■ Work to do:
In the forum thread below about r5r travel time estimates, what maximum trip duration was used in the example that produced a different result?

■ Given text:
═══

Dear @Onnene , thank you for providing us with the GTFS data on issue #207 . Nonetheless, we need a fully reproducible example to look into this issue. Could you share with us the osm.pbf data and the Zonal_Centroid.csv file?

Onnene commented 2 years ago

@rafapereirabr thanks for replying. Yes, I am willing to share, however, my attempts to upload the files (or the zipped version of it) here fail with an error "is not included in the list". Do you mind if I sent the files to your email?

rafapereirabr commented 2 years ago

Hi @Onnene Obiora . I think I've found the source of the problem here.

The public transport network is quite small. However, your origin/destination points are quite far from one another. This means that most of the trip will be done walking. And because you put a cap of only 60 minutes for the maximum trip duration, r5r only returns estimates for a few trips between 76 origin-destinations pairs that are really close, and for which it would be faster to walk. Hence the travel time estimates by WALK and TRANSIT are the same for these 76 pairs. Rplot

Now, if you simply increase the maximum trip duration, the result becomes different. In one example, I used a maximum of 360 minutes. This is the result I get:

# sets the maximum trip duration in minutes (to allow a cap to the trip duration)

═══

■ Rows:
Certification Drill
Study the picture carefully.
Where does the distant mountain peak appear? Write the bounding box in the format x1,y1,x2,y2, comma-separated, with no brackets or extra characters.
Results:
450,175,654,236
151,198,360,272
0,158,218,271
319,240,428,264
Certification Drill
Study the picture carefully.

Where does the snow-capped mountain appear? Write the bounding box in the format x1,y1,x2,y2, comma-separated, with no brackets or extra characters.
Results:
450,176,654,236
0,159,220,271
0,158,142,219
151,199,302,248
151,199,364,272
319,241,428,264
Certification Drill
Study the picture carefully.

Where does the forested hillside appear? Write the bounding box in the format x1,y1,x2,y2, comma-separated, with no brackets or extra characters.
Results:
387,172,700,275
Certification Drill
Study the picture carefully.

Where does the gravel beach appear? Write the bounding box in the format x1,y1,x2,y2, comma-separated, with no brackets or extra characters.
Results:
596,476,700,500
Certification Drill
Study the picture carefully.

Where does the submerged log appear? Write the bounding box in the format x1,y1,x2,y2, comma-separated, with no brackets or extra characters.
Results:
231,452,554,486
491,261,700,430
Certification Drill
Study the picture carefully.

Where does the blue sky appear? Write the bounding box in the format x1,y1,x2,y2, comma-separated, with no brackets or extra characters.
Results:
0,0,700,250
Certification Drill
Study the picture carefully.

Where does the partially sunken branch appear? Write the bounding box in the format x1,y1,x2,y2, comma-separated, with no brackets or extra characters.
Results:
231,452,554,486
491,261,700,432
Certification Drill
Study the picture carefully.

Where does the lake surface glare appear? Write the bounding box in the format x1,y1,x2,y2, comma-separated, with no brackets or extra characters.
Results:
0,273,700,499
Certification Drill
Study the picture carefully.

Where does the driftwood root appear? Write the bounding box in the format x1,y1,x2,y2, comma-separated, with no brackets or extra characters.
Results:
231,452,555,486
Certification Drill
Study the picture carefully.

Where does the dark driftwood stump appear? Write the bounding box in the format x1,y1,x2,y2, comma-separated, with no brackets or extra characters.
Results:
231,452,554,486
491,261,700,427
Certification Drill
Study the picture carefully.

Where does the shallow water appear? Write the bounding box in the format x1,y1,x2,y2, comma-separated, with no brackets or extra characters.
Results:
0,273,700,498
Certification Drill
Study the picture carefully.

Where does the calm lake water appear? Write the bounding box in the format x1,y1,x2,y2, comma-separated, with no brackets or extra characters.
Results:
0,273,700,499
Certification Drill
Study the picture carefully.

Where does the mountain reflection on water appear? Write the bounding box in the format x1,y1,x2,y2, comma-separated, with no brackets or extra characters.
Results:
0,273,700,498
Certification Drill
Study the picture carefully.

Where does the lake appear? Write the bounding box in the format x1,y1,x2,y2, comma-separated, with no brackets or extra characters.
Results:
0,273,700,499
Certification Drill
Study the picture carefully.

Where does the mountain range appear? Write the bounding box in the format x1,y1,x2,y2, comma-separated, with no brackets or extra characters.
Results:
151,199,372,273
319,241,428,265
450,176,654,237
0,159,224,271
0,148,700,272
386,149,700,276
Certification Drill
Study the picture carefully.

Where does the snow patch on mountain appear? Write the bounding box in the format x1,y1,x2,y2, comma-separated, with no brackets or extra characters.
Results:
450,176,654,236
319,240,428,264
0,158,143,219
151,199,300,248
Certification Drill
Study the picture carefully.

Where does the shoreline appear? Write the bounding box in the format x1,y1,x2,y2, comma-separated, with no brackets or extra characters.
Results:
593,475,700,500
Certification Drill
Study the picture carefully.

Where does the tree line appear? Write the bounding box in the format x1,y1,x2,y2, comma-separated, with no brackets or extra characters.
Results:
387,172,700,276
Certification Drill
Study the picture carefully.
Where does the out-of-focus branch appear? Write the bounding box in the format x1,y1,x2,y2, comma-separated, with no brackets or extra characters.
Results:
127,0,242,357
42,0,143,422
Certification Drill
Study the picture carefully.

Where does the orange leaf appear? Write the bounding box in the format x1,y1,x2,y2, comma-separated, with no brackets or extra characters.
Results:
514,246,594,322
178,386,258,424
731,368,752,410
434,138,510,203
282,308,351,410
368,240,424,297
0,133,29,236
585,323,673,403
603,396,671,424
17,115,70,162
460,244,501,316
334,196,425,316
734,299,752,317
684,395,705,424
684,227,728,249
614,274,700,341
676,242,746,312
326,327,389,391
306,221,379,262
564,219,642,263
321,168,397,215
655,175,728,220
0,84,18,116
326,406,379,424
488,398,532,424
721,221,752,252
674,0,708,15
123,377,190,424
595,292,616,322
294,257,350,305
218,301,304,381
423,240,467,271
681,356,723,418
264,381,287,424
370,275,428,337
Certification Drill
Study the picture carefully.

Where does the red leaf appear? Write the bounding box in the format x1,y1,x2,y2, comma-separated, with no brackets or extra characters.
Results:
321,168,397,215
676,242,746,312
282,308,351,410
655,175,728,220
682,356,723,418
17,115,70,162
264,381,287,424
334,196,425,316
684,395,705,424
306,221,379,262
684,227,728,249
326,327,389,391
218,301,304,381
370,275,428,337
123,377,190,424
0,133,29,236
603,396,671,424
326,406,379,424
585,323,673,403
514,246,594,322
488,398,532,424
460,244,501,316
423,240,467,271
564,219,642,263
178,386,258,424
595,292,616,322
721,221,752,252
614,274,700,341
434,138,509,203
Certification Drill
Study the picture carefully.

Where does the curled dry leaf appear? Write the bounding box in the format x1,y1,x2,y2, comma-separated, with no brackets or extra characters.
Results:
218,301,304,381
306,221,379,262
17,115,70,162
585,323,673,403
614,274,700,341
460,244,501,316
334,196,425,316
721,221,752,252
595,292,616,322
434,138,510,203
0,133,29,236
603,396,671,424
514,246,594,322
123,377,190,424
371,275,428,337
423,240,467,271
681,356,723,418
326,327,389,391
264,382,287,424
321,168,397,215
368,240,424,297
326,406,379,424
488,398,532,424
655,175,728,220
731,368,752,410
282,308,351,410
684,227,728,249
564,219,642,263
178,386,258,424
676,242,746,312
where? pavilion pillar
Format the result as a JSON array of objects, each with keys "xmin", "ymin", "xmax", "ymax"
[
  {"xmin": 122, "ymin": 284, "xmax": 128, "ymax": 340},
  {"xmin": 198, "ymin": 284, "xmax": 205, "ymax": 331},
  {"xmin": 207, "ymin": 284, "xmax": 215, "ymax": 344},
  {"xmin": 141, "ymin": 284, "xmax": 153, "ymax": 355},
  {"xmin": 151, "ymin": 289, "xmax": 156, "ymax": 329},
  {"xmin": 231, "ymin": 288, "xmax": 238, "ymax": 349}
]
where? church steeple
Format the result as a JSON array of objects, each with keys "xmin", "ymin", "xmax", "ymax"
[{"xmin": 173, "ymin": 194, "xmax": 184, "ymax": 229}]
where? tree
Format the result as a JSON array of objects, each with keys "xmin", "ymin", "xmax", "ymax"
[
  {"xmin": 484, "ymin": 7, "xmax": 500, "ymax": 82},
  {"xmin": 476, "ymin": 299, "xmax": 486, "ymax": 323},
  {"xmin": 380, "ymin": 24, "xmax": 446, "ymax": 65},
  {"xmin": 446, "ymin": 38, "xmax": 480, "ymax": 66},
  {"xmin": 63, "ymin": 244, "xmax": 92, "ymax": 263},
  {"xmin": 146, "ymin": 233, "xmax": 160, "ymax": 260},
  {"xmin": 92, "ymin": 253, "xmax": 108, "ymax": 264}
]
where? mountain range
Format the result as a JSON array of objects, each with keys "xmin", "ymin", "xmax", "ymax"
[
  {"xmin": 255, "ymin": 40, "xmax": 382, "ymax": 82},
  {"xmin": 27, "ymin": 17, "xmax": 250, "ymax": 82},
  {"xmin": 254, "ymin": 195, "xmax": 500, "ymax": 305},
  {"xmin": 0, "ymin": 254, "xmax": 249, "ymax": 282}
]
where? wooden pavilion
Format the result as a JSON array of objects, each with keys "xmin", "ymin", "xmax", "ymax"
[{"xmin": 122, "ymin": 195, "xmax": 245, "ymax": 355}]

═══

■ Solution:
360 minutes.